WHAT THIS TASK INVOLVES
Reproduce every row below verbatim, leaving each line unchanged.

RECORDS SHOWN
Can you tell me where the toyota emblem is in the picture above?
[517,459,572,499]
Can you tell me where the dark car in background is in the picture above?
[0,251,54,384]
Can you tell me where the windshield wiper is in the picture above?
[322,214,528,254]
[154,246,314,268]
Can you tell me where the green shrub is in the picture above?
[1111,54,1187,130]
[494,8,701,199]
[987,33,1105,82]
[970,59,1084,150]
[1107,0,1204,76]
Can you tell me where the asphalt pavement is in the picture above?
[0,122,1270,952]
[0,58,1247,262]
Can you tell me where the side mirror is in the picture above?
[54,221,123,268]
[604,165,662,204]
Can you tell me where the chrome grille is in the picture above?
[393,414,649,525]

SOLUTION TO THE EXERCISE
Can you tell me where the toyota emblem is in the picture above?
[517,459,572,499]
Can you tell me where the dark car in background is in the picture above?
[0,251,54,384]
Can you tell me where the windshield wiper is in the picture above?
[322,214,528,254]
[154,246,314,268]
Can you tell me where the green shrub is in the picture above?
[1111,54,1187,130]
[494,8,701,199]
[987,33,1105,82]
[970,59,1084,150]
[1107,0,1204,76]
Can you tell me where the asphalt pavement is in the picture above?
[0,122,1270,952]
[0,58,1247,262]
Can you tell me where the side mirror is in the picture above?
[54,221,123,268]
[604,165,662,204]
Can you tell me where the chrome grille is in the picture above?
[393,414,649,525]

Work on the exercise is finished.